# 1936 schwinn motorbike/cycleplane



## mr.cycleplane (Jun 19, 2018)

well it starts out as a frame-then turns into a cruiser/roadster.....before long you find the other parts and you are on the way to building/restoring a piece of history!


----------



## charliechaindrive (Jun 20, 2018)

That's looking sharp!


----------



## mr.cycleplane (Jun 20, 2018)

thanks-hopefully it'll look even better with paint on it! rides great-everything straight


----------



## PlasticNerd (Jun 20, 2018)

Paint?? Thats a rider Dude !!! LOL


----------



## Sven (Jun 20, 2018)

Coming together...looking good


----------



## mr.cycleplane (Jul 17, 2018)

changed the fenders-mid build to wide version. threw some paint on the rack and tank-added decals. tomorrow I hook all the electrics up and get it ready for the San Francisco Rolling Relics ride later this month.


----------



## 49autocycledeluxe (Jul 17, 2018)

nice!


----------



## cyclonecoaster.com (Jul 18, 2018)

*I love it when a plan comes together ... Amazing what a few key parts can do .. Ridden not Hidden .. Frank*


----------



## mr.cycleplane (Jul 18, 2018)

**SUPPLIED INFORMATION**.
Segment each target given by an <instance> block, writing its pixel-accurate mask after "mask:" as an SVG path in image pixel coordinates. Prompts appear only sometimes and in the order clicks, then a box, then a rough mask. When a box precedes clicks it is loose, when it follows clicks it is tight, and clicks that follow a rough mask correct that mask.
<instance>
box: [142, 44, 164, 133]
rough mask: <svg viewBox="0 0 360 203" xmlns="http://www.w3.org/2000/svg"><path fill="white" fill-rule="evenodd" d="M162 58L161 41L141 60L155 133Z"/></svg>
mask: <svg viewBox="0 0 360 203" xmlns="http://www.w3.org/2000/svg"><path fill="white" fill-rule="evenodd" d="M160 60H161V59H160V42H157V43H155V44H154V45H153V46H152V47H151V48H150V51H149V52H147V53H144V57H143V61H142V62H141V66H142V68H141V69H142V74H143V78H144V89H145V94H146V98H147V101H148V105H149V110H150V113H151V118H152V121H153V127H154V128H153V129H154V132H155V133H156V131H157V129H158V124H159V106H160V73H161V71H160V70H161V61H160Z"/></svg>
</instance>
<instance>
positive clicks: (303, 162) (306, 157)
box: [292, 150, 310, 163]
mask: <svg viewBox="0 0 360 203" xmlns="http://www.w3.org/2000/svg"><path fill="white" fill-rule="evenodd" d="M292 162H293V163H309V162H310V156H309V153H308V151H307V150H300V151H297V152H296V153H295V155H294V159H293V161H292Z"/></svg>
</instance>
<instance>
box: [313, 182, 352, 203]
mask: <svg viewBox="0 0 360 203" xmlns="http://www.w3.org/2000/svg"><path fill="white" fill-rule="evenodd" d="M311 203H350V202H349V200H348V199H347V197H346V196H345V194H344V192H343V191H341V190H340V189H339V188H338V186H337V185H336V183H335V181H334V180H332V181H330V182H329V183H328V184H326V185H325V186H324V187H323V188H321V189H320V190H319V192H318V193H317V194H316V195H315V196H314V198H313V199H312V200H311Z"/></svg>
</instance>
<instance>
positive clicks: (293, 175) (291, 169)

**INSTRUCTION 1**.
Print the part of the 1936 Schwinn cycleplane thread starting with "## cyclonecoaster.com (Jul" and going on through "mr.cycleplane (Jul 18, 2018)".
**INSTRUCTION 2**.
Answer these questions from the 1936 Schwinn cycleplane thread:
(a) What did mr.cycleplane switch the fenders to partway through the build?
(b) Which ride is the bike being readied for later that month?
(c) What name signs the post from cyclonecoaster.com?
**INSTRUCTION 3**.
Continue the 1936 Schwinn cycleplane thread from the point where it stops.

**FINAL ANSWER 1**.
## cyclonecoaster.com (Jul 18, 2018)

*I love it when a plan comes together ... Amazing what a few key parts can do .. Ridden not Hidden .. Frank*


----------



## mr.cycleplane (Jul 18, 2018)

**FINAL ANSWER 2**.
(a) The wide version.
(b) The San Francisco Rolling Relics ride.
(c) Frank.

**FINAL ANSWER 3**.
I like it....'ridden not hidden'....rode not showed!


----------



## barneyguey (Jul 18, 2018)




----------



## kreika (Jul 18, 2018)

Watch out for the tourists on rental Mt bikes.


----------



## gkeep (Jul 19, 2018)

Looking forward to seeing that beauty in person on the ride next week!


----------



## Casper (Jul 30, 2018)

Looks Great my friend! Who else can start with a frame and fork and just happens to have spare (ultra rare) parts laying around !! Just kidding, I know chasing down the good parts is most of the fun.


----------



## cyclingday (Jul 31, 2018)

It was nice to meet you at the ride, Mr. Cycleplane.




Nice bike!


----------



## mr.cycleplane (Jul 31, 2018)

great ride-glad to have met you also. it was fun meeting folks by their 'cabe' name!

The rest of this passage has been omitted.